(Dataset entries Opens)

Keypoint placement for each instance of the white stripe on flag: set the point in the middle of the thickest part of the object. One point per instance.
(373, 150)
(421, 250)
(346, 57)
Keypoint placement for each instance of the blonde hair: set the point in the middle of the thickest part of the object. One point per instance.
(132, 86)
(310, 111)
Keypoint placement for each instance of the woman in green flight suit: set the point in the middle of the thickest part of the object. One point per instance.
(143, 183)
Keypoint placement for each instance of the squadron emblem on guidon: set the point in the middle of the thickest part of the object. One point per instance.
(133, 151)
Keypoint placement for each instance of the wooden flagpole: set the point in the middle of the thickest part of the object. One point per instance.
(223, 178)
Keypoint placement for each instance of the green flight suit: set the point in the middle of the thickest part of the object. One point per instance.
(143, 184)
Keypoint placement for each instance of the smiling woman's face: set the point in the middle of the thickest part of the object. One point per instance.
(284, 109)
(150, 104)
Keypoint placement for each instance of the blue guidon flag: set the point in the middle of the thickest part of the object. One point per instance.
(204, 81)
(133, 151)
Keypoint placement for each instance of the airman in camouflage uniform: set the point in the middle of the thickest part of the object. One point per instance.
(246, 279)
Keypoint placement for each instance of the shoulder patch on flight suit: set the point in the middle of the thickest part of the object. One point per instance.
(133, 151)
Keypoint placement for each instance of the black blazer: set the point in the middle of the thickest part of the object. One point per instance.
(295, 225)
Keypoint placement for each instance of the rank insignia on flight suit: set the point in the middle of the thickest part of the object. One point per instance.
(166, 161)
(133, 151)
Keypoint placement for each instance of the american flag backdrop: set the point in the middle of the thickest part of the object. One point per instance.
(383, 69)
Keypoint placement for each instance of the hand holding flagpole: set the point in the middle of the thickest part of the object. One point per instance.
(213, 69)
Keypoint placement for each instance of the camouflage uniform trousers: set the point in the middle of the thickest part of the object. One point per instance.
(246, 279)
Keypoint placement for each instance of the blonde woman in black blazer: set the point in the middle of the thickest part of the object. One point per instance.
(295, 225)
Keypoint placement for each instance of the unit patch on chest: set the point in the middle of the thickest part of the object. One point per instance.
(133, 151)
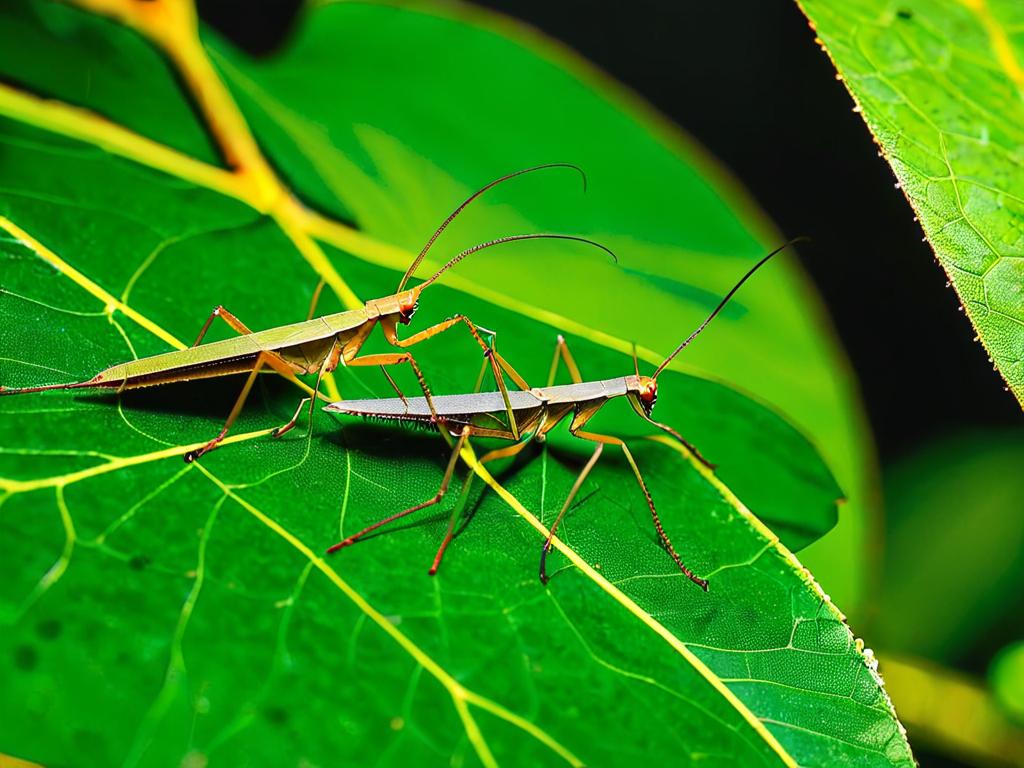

(Dataset entries Closes)

Exercise requirements:
Make an exact copy of the data, leaving its pictures out.

Written solution:
Keypoint placement for each instance of the white stripe on flag: set the point in the middle of the thickest part of the object. One point per instance.
(373, 150)
(421, 250)
(346, 57)
Keypoint placement for each instance of the blonde hair: set the point in the middle of the thickest part of the object. One point per instance.
(132, 86)
(310, 111)
Keypoint placement for each instance of the woman in green flight suit: set the point in the middle of the thickest part of the object. One point per instance.
(143, 183)
Keypoint placement for each instance of the squadron emblem on guidon: set the point in the middle of the thickest part of the object. One point per instance.
(133, 151)
Keypoint placement for each instance of the wooden flagpole: set the point in the middle of the thickest part of the object. One point per instance.
(223, 178)
Keypoint placement for each instance of the green flight suit: set the point in the middle of the thickest part of the object. One point per instance.
(143, 184)
Keypoint placement for each instance of the smiling woman's face: set the point in the middle of the thickest part of the object. One point per instance.
(284, 109)
(150, 104)
Keypoint placement for each instance of the blue guidon flag: set the point in the middle of the thickest part of the object. One point per instance.
(204, 81)
(133, 151)
Keypoint placement for each instance of the airman in camouflage uniform: set the point in the middle of the thickest part of the object. One point per instance.
(246, 279)
Keypoint placement for each instance of the shoulder patch on flight suit: set the point in the middle of the thickest part of the object. One point per instance.
(133, 151)
Keypoint placement for each instance of the black blazer: set the point in the middle of the thickest part of the object. One point per instance.
(295, 225)
Keypoint placement for each instance of the rank insignia on flight suit: set the point in the middle of the thickest part of the object. One point per instance.
(166, 161)
(133, 151)
Keypoint placement for each instance of the american flag backdrop: set the point in the middle of the thickest part of the object. One point per instance.
(383, 69)
Keypoint placement for each instance of the hand holding flagpole: set the point in the middle of the thickest part of the object. One point per instance.
(213, 69)
Keypoint placement for each instance of the camouflage uniform trousers: set the point in the middle of the thickest part of the object. One point per instance.
(246, 279)
Keypoint placement for each instance of the blonde woman in black blazer: set the point in the middle of the thickest part of the object. One point per instance.
(295, 225)
Keypoint placement for each instance of the unit patch on chest: set the point in the middle of the thickest part of the object. One point per instance.
(133, 151)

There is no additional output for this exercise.